PROBLEMS TO SOLVE:
a) Answer these questions from the British/Canadian English discussion below, one per line:
(i) Which language variant does Jc86035 say they use?
(ii) How many properties have all their labels and descriptions lining up?
(iii) What does Andrew Gray suggest doing with en-gb and en-ca?
b) Using the British/Canadian English discussion below, decide whether each statement agrees with it. Answer yes or no, and quote the words that settle it.
(i) Jc86035 uses en-ca.
(ii) Most properties have no en-gb or en-ca label.
(iii) Ghouston expects plain "en" to use only American spelling.
c) Pick up the British/Canadian English discussion below after its last comment and carry it on.

___ PAGE ___

British/Canadian English[edit]

Is there a database report of labels and descriptions which differ between en, en-gb (British) and en-ca (Canadian), possibly excluding normal spelling differences like color/colour? This isn't usually an issue but it gets quite annoying when property labels are changed in en and not updated for en-gb and en-ca (I use en-gb). It would also help to fix these for items (I think in general if a page move for a sitelinked page occurs then the label should be kept on a report until it's updated or checked). Jc86035 (talk) 12:03, 18 September 2018 (UTC)

#SELECT DISTINCT ?property ?en_label ?engb_label ?enca_label ?en_desc ?engb_desc ?enca_desc
    ?property rdf:type wikibase:Property .
    optional { ?property rdfs:label ?en_label. FILTER(LANG(?en_label) = "en") }
    optional { ?property rdfs:label ?engb_label. FILTER(LANG(?engb_label) = "en-gb") }
    optional { ?property rdfs:label ?enca_label. FILTER(LANG(?enca_label) = "en-ca") }  
    optional { ?property schema:description ?en_desc . FILTER(LANG(?en_desc) = "en") }
    optional { ?property schema:description ?engb_desc . FILTER(LANG(?engb_desc) = "en-gb") }
    optional { ?property schema:description ?enca_desc . FILTER(LANG(?enca_desc) = "en-ca") }
Try it!
As you can see, the majority of properties have no engb or enca label (which at least stops them from getting out of sync). There are only 120 where all labels/descriptions line up:
SELECT DISTINCT ?property ?en_label ?engb_label ?enca_label ?en_desc ?engb_desc ?enca_desc
    ?property rdf:type wikibase:Property .
    optional { ?property rdfs:label ?en_label. FILTER(LANG(?en_label) = "en") }
    optional { ?property rdfs:label ?engb_label. FILTER(LANG(?engb_label) = "en-gb") }
    optional { ?property rdfs:label ?enca_label. FILTER(LANG(?enca_label) = "en-ca") }  
    optional { ?property schema:description ?en_desc . FILTER(LANG(?en_desc) = "en") }
    optional { ?property schema:description ?engb_desc . FILTER(LANG(?engb_desc) = "en-gb") }
    optional { ?property schema:description ?enca_desc . FILTER(LANG(?enca_desc) = "en-ca") }
    filter(str(?en_label) = str(?engb_label)). filter(str(?en_label) = str(?enca_label)).
    filter(str(?en_desc) = str(?engb_desc)). filter(str(?en_desc) = str(?enca_desc)).
Try it!
Personally I feel we should just deprecate en-gb and en-ca - the incredibly small number of cases where they're useful don't seem to make up for the hassle of chasing discrepancies and synchronising labels, and it is also a little weird that it's implicitly defining "en" to be en-us. But that's another issue, and probably something we should have thought about more five years ago. Andrew Gray (talk) 19:49, 18 September 2018 (UTC)
I'd assume plain "en" can use any widely-used variant spelling, and that en-gb would only be set in cases where there's a specific variant to be used. If there's no en-us, that's surprising. Ghouston (talk) 00:55, 19 September 2018 (UTC)

___ RECORDS SUPPLIED ___

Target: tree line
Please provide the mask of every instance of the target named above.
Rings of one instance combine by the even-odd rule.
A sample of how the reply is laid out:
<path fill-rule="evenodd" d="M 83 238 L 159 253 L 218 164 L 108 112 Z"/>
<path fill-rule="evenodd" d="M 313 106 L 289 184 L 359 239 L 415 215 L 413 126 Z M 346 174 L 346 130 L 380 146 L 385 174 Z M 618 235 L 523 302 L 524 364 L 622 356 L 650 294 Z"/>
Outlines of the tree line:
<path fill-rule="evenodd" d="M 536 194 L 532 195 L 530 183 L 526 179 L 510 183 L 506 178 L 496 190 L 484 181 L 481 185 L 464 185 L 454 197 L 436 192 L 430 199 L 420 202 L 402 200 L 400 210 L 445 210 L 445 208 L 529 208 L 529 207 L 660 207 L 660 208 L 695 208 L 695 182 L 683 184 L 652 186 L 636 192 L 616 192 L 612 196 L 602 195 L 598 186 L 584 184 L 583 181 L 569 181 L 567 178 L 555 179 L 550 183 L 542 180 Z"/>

___

EXERCISE ANSWERS:
a)
(i) en-gb
(ii) 120
(iii) Deprecate them

b)
(i) No: "(I use en-gb)"
(ii) Yes: "the majority of properties have no engb or enca label"
(iii) No: "I'd assume plain "en" can use any widely-used variant spelling"

c)
Yeah, it's not an ideal situation. In general the en versions mostly (but not universally) use en-us spellings for cases where the two differ. Thankfully Wikidata seems to be mostly free of edit wars about the correct English labels for items - we've avoided that traditional enwiki pastime! Maybe it's because we can't make snippy comments in the edit summaries :-)
We retained en-gb and en-ca after a fairly short discussion in May 2013 (Wikidata:Requests for comment/Labels and descriptions in language variants). The UI issues I mentioned then have improved a lot over the past five years; back then it was a real mess because you'd just get Q-numbers and P-numbers in links everwhere rather than falling back to en. So it's no longer as much of a problem as it used to be, just a bit of a maintenance hassle.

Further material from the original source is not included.